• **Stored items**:
%%

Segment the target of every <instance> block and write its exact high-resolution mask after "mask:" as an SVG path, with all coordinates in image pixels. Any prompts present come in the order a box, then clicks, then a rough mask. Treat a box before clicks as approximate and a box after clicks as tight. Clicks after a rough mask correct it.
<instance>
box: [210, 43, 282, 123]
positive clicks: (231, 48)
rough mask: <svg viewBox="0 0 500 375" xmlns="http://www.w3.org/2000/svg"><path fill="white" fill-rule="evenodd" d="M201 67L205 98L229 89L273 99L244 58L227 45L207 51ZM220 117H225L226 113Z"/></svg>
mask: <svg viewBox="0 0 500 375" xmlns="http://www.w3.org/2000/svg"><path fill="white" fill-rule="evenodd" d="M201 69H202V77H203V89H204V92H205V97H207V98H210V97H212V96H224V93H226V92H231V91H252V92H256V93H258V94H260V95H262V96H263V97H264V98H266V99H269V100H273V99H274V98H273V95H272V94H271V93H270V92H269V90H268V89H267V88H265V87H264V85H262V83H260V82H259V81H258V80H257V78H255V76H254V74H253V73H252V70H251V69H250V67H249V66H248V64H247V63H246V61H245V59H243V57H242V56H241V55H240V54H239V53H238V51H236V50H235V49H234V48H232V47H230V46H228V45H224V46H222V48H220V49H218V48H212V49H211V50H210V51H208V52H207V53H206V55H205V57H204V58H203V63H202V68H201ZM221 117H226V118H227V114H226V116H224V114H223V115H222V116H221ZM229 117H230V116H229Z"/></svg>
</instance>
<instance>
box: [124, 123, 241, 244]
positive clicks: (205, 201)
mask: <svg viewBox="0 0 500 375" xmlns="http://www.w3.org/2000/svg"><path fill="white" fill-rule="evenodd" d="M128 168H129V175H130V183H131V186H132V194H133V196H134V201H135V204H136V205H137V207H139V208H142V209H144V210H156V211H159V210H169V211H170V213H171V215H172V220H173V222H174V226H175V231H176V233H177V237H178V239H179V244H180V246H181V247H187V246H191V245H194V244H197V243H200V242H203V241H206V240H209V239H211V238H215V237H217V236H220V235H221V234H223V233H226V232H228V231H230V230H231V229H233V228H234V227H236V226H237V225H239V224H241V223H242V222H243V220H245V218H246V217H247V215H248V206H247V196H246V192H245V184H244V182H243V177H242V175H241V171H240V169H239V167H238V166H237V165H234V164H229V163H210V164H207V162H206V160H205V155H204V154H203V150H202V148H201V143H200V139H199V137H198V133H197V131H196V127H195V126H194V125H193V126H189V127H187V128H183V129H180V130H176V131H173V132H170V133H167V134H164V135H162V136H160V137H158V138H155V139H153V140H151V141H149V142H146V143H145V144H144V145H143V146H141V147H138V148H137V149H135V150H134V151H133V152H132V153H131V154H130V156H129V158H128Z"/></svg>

%%

• **REQUIREMENT**: Return every record exactly as it was given.

• **EXERCISE ANSWER**:
Segment the target of every <instance> block and write its exact high-resolution mask after "mask:" as an SVG path, with all coordinates in image pixels. Any prompts present come in the order a box, then clicks, then a rough mask. Treat a box before clicks as approximate and a box after clicks as tight. Clicks after a rough mask correct it.
<instance>
box: [210, 43, 282, 123]
positive clicks: (231, 48)
rough mask: <svg viewBox="0 0 500 375" xmlns="http://www.w3.org/2000/svg"><path fill="white" fill-rule="evenodd" d="M201 67L205 98L229 89L273 99L244 58L227 45L207 51ZM220 117H225L226 113Z"/></svg>
mask: <svg viewBox="0 0 500 375" xmlns="http://www.w3.org/2000/svg"><path fill="white" fill-rule="evenodd" d="M201 69H202V77H203V89H204V92H205V97H207V98H210V97H212V96H224V93H226V92H231V91H252V92H256V93H258V94H260V95H262V96H263V97H264V98H266V99H269V100H273V99H274V98H273V95H272V94H271V93H270V92H269V90H268V89H267V88H265V87H264V85H262V83H260V82H259V81H258V80H257V78H255V76H254V74H253V73H252V70H251V69H250V67H249V66H248V64H247V63H246V61H245V59H243V57H242V56H241V55H240V54H239V53H238V51H236V50H235V49H234V48H232V47H230V46H228V45H224V46H222V48H220V49H218V48H212V49H211V50H210V51H208V52H207V53H206V55H205V57H204V58H203V63H202V68H201ZM221 117H226V118H227V114H226V116H224V114H223V115H222V116H221ZM229 117H230V116H229Z"/></svg>
</instance>
<instance>
box: [124, 123, 241, 244]
positive clicks: (205, 201)
mask: <svg viewBox="0 0 500 375" xmlns="http://www.w3.org/2000/svg"><path fill="white" fill-rule="evenodd" d="M128 168H129V175H130V183H131V186H132V194H133V196H134V201H135V204H136V205H137V207H139V208H142V209H144V210H156V211H159V210H169V211H170V213H171V215H172V220H173V222H174V226H175V231H176V233H177V237H178V239H179V244H180V246H181V247H187V246H191V245H194V244H197V243H200V242H203V241H206V240H209V239H211V238H215V237H217V236H220V235H221V234H223V233H226V232H228V231H230V230H231V229H233V228H234V227H236V226H237V225H239V224H241V223H242V222H243V220H245V218H246V217H247V215H248V206H247V196H246V192H245V184H244V182H243V177H242V175H241V171H240V169H239V167H238V166H237V165H234V164H229V163H210V164H207V162H206V160H205V155H204V154H203V150H202V148H201V143H200V139H199V137H198V133H197V131H196V127H195V126H194V125H193V126H189V127H187V128H183V129H180V130H176V131H173V132H170V133H167V134H164V135H162V136H160V137H158V138H155V139H153V140H151V141H149V142H146V143H145V144H144V145H143V146H141V147H138V148H137V149H135V150H134V151H133V152H132V153H131V154H130V156H129V158H128Z"/></svg>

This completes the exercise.